Referring expression data.
##########

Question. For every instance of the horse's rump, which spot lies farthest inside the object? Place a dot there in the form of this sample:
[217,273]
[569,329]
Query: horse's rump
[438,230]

##########

ABOUT THIS TASK. Once you have read the records above, set each one down again exactly.

EXERCISE SOLUTION.
Question. For every instance of the horse's rump, which spot lies farthest inside the object? Place a dot there in the form of this sample:
[217,273]
[569,329]
Query: horse's rump
[438,230]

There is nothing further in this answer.